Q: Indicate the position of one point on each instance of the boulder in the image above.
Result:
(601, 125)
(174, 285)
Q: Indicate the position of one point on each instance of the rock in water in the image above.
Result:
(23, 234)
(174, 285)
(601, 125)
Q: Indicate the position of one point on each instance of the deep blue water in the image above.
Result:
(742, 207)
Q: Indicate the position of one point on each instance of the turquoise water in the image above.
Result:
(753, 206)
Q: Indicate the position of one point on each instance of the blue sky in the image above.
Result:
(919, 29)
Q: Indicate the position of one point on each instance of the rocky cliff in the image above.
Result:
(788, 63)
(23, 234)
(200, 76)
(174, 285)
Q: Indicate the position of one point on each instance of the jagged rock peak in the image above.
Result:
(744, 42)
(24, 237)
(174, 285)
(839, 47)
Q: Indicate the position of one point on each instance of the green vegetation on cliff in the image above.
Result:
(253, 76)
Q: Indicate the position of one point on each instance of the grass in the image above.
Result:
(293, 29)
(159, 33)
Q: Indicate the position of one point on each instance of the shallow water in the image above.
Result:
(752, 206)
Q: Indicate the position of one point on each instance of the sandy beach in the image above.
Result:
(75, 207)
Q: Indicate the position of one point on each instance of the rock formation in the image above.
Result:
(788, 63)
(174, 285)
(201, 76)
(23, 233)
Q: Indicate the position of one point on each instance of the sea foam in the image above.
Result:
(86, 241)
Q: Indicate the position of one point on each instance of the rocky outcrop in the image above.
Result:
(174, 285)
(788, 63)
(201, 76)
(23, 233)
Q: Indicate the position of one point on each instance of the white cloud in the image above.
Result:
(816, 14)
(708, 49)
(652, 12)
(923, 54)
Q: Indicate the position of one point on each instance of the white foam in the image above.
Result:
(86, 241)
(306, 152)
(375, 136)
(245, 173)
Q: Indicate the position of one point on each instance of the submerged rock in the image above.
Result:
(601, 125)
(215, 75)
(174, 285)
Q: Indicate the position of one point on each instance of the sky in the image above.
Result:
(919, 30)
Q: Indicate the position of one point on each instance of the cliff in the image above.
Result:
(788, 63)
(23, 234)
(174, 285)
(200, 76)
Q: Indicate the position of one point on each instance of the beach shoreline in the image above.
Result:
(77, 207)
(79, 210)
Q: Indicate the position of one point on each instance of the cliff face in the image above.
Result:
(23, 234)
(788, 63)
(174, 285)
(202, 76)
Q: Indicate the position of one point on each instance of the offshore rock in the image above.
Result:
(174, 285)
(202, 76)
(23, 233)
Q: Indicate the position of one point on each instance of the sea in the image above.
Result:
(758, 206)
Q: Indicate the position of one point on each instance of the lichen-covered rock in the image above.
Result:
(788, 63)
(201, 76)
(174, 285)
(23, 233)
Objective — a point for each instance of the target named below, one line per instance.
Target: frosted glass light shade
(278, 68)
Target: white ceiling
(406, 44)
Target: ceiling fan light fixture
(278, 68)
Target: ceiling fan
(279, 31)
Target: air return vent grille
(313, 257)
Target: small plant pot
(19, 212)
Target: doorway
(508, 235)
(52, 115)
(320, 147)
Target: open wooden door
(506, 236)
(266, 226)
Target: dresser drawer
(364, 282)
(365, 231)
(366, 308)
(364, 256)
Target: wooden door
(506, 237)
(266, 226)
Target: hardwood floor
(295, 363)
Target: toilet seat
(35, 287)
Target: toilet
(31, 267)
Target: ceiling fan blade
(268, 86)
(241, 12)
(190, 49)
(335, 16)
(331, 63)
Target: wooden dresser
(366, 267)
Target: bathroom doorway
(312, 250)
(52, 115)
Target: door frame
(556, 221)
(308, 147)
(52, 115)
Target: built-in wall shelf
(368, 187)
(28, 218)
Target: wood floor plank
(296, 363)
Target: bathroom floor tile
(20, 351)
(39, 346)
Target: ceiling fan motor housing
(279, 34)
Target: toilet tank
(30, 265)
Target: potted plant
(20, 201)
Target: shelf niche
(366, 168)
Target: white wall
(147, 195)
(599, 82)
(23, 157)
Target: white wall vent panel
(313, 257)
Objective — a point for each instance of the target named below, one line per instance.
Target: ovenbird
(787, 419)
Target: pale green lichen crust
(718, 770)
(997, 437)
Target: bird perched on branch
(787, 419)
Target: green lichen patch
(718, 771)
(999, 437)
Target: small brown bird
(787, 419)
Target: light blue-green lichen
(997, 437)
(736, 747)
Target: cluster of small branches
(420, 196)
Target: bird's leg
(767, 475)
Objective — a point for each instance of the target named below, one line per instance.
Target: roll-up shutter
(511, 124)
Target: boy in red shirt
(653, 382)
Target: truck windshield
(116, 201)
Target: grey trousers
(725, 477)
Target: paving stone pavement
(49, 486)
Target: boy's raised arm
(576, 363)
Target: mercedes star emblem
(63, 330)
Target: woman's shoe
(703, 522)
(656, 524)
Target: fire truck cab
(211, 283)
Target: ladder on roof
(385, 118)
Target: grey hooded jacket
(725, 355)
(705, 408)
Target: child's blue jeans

◆ Work task
Respond with a single number, namely how many lines of the entries contain the word "cliff".

◆ Response to this task
4